** start of Provided entries **

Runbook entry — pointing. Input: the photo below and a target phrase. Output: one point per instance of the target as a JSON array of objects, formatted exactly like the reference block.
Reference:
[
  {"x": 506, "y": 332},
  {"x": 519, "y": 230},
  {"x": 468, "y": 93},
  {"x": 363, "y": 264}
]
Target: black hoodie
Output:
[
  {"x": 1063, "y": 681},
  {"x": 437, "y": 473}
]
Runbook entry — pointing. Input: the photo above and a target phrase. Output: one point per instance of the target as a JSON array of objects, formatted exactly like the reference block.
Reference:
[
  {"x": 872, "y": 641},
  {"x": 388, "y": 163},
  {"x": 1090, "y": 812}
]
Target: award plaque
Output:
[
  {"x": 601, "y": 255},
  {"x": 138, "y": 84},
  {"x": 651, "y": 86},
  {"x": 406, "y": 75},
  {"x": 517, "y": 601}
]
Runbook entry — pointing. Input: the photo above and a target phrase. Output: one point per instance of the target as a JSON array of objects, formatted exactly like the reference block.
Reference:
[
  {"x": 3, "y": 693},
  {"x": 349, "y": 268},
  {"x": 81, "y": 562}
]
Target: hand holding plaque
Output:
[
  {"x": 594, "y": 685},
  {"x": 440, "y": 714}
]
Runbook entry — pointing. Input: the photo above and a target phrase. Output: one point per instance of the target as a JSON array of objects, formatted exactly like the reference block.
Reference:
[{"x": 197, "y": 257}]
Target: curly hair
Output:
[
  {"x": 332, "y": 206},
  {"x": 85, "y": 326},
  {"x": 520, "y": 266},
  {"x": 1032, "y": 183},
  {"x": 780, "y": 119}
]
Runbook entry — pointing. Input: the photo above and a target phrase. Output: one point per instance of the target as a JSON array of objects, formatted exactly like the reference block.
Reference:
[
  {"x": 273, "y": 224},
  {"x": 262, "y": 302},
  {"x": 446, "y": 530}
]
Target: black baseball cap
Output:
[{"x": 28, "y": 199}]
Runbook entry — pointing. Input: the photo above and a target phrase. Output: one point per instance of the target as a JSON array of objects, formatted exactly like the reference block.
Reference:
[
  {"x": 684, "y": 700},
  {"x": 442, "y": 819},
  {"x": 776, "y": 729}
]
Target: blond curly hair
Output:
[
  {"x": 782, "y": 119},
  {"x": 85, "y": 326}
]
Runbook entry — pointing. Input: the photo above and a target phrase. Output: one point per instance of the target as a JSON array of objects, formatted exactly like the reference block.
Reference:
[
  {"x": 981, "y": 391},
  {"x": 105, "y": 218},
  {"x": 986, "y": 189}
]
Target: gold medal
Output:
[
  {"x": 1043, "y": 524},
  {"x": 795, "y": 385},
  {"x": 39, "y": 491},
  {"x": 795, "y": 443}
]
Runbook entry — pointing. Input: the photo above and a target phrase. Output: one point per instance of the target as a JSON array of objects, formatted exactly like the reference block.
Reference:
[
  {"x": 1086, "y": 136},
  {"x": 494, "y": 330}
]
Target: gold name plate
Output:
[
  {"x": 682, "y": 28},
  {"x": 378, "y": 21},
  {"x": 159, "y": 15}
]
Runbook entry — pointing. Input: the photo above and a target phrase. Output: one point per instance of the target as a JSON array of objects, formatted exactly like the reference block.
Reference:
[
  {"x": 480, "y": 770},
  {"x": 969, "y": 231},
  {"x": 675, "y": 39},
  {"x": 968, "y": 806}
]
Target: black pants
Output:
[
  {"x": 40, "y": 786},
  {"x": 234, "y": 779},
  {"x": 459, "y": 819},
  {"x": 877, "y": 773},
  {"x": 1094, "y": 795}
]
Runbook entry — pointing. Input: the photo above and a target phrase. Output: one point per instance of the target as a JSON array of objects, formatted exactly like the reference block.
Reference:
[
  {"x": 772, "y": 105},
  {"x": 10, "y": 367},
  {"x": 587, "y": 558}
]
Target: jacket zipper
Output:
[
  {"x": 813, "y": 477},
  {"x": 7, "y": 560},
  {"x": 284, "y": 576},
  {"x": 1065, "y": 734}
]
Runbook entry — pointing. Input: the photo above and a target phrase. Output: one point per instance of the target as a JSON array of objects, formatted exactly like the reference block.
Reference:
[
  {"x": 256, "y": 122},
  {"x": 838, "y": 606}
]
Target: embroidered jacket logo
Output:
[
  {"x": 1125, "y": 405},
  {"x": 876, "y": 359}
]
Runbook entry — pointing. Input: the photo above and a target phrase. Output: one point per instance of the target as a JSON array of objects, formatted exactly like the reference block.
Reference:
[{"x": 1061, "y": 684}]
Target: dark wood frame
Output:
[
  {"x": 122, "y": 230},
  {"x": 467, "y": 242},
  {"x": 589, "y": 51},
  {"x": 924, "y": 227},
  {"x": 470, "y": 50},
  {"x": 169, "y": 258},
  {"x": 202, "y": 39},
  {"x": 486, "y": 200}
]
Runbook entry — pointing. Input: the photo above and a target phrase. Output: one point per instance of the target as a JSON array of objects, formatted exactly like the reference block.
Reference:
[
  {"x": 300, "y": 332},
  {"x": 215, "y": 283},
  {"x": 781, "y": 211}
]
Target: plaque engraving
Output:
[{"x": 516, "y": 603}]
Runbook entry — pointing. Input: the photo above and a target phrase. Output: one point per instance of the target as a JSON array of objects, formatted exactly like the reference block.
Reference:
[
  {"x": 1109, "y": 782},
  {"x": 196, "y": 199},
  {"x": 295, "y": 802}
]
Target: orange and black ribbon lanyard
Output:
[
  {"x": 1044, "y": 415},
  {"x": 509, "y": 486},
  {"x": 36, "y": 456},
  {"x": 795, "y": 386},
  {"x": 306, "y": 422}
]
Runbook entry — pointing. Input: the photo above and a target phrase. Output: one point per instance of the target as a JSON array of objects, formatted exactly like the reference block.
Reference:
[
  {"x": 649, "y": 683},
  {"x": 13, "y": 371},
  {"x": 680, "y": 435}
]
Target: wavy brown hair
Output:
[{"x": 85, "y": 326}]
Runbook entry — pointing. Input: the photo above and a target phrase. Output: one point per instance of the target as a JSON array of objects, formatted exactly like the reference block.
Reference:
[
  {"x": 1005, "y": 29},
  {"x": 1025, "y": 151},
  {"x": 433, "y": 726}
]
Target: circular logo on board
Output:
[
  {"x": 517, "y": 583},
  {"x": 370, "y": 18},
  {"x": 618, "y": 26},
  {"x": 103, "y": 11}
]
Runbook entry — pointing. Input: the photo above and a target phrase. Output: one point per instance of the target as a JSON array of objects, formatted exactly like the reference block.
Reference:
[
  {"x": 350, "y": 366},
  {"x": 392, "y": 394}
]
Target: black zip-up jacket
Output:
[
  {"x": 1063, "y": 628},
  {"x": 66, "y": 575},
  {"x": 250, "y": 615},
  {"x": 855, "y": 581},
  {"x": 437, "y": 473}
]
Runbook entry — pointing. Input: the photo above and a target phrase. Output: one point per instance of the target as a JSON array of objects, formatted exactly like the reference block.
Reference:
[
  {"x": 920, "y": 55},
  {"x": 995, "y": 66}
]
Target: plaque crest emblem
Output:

** end of Provided entries **

## [Task to carry out]
Your task is to quote all of the data word for word.

## [Answer to this problem]
Runbook entry — pointing. Input: the photo below and a target phrase. Output: one point per instance of the target as a JSON array of objects, formatted exactly like the reference block.
Reference:
[
  {"x": 506, "y": 332},
  {"x": 519, "y": 230},
  {"x": 468, "y": 93},
  {"x": 363, "y": 264}
]
Target: black hoodie
Output:
[
  {"x": 1063, "y": 681},
  {"x": 437, "y": 473}
]
Runbook entry — pointing. Input: the photo above and a target phrase. Output: one point per instance of the target as a JSON array of objects, formatted exactly like the reference block.
Reference:
[
  {"x": 872, "y": 641},
  {"x": 388, "y": 163},
  {"x": 1090, "y": 812}
]
Target: award plaque
Output:
[
  {"x": 601, "y": 255},
  {"x": 138, "y": 84},
  {"x": 651, "y": 86},
  {"x": 406, "y": 75},
  {"x": 517, "y": 601}
]
Runbook entry — pointing. Input: the photo above and a target phrase. Output: one point per instance of the target as a JSON array of objects, formatted exactly like the reference block.
Reference:
[
  {"x": 3, "y": 693},
  {"x": 349, "y": 268},
  {"x": 81, "y": 562}
]
Target: hand holding plaque
Output:
[
  {"x": 594, "y": 685},
  {"x": 440, "y": 714}
]
Runbook entry — pointing. Input: the photo above and a target phrase. Output: one point per instance of the target as a JSON array of objects, formatted exactly like the reference block.
Reference:
[{"x": 197, "y": 257}]
Target: curly hair
Output:
[
  {"x": 332, "y": 206},
  {"x": 85, "y": 326},
  {"x": 520, "y": 266},
  {"x": 1032, "y": 183},
  {"x": 780, "y": 119}
]
Runbook entry — pointing. Input: the photo above and a target phrase. Output: one point per instance of the target as a JSON array of objects, formatted exactly like the reference block.
Reference:
[
  {"x": 273, "y": 224},
  {"x": 262, "y": 302},
  {"x": 446, "y": 530}
]
Target: black baseball cap
Output:
[{"x": 28, "y": 199}]
Runbook entry — pointing. Input: the photo above and a target phrase. Output: one point per instance of the target as a JSON array of objects, formatted exactly like the reference block.
Reference:
[
  {"x": 684, "y": 700},
  {"x": 442, "y": 819},
  {"x": 776, "y": 729}
]
Target: blond curly hair
Output:
[
  {"x": 782, "y": 119},
  {"x": 85, "y": 326}
]
Runbook entry — pointing. Input: the photo above and a target phrase. Output: one point per instance of the target as a JSON array of objects, formatted exactly like the reference block.
Reference:
[
  {"x": 981, "y": 391},
  {"x": 105, "y": 218},
  {"x": 986, "y": 189}
]
Target: gold medal
Output:
[
  {"x": 1043, "y": 524},
  {"x": 795, "y": 385},
  {"x": 39, "y": 491},
  {"x": 795, "y": 443}
]
Runbook entry — pointing. Input: the photo above and a target phrase. Output: one point per instance of the target as a JSON array of objects, formatted exactly like the reference block.
Reference:
[
  {"x": 1086, "y": 136},
  {"x": 494, "y": 330}
]
Target: gold name plate
Output:
[
  {"x": 682, "y": 28},
  {"x": 378, "y": 21},
  {"x": 159, "y": 15}
]
Runbook entry — pointing. Input: the photo above and a target phrase. Output: one point per instance of the target as a JSON array of objects, formatted exactly like the reference block.
Reference:
[
  {"x": 480, "y": 770},
  {"x": 969, "y": 231},
  {"x": 675, "y": 39},
  {"x": 968, "y": 806}
]
Target: black pants
Output:
[
  {"x": 40, "y": 786},
  {"x": 234, "y": 779},
  {"x": 459, "y": 819},
  {"x": 877, "y": 773},
  {"x": 1094, "y": 795}
]
Runbook entry — pointing. Input: the photo above and a target phrase. Output: one point per instance of the target as a JSON array of objects, formatted exactly like the reference block.
Reference:
[
  {"x": 772, "y": 105},
  {"x": 10, "y": 367},
  {"x": 587, "y": 558}
]
Target: jacket zipper
Output:
[
  {"x": 813, "y": 477},
  {"x": 7, "y": 560},
  {"x": 284, "y": 576},
  {"x": 1065, "y": 734}
]
Runbook entry — pointing. Input: the photo above and a target phrase. Output: one point per instance of the target as a JSON array of objects, formatted exactly like the reference block.
Reference:
[
  {"x": 256, "y": 122},
  {"x": 838, "y": 606}
]
Target: embroidered jacket logo
Output:
[
  {"x": 1125, "y": 405},
  {"x": 876, "y": 359}
]
Runbook entry — pointing. Input: the photo above and a target phrase. Output: one point per instance of the target as a JSON array of objects, formatted exactly like the reference block.
Reference:
[{"x": 1061, "y": 684}]
Target: dark wood frame
Output:
[
  {"x": 122, "y": 230},
  {"x": 467, "y": 242},
  {"x": 589, "y": 51},
  {"x": 924, "y": 227},
  {"x": 470, "y": 50},
  {"x": 169, "y": 258},
  {"x": 202, "y": 39},
  {"x": 486, "y": 200}
]
Runbook entry — pointing. Input: the photo above and a target phrase. Output: one point per instance of the target as a JSON array of objects, formatted exactly like the reference block.
Reference:
[
  {"x": 300, "y": 332},
  {"x": 215, "y": 283},
  {"x": 781, "y": 211}
]
Target: plaque engraving
Output:
[{"x": 516, "y": 603}]
Runbook entry — pointing. Input: the photo above and a target phrase. Output: one point per instance of the target as a JSON array of objects, formatted exactly like the reference block.
Reference:
[
  {"x": 1109, "y": 782},
  {"x": 196, "y": 199},
  {"x": 295, "y": 802}
]
Target: orange and black ribbon lanyard
Output:
[
  {"x": 1044, "y": 415},
  {"x": 509, "y": 486},
  {"x": 36, "y": 456},
  {"x": 795, "y": 386},
  {"x": 306, "y": 422}
]
Runbook entry — pointing. Input: the photo above and a target phrase. Output: one point per instance of the target as a JSON array of objects, formatted exactly like the reference block.
Reference:
[
  {"x": 649, "y": 683},
  {"x": 13, "y": 371},
  {"x": 680, "y": 435}
]
Target: wavy brown hair
Output:
[{"x": 85, "y": 326}]
Runbook entry — pointing. Input: the photo above and a target phrase. Output: one point per instance of the target as a JSON array of objects, formatted exactly like the reference block.
Reference:
[
  {"x": 1005, "y": 29},
  {"x": 1025, "y": 151},
  {"x": 433, "y": 726}
]
Target: circular logo on board
Output:
[
  {"x": 517, "y": 583},
  {"x": 370, "y": 18},
  {"x": 618, "y": 26},
  {"x": 103, "y": 11}
]
Runbook entry — pointing. Input: the photo above and a target phrase. Output: one point per instance of the target as a JSON array of objects, formatted exactly like the reference block.
Reference:
[
  {"x": 350, "y": 366},
  {"x": 392, "y": 394}
]
Target: black zip-up jacket
Output:
[
  {"x": 1063, "y": 628},
  {"x": 66, "y": 575},
  {"x": 250, "y": 615},
  {"x": 855, "y": 581},
  {"x": 437, "y": 473}
]
Runbook entry — pointing. Input: the photo above and a target phrase. Output: one point per instance of the target as a JSON array of objects, formatted exactly like the reference block.
Reference:
[
  {"x": 920, "y": 55},
  {"x": 995, "y": 66}
]
Target: plaque crest emblem
Output:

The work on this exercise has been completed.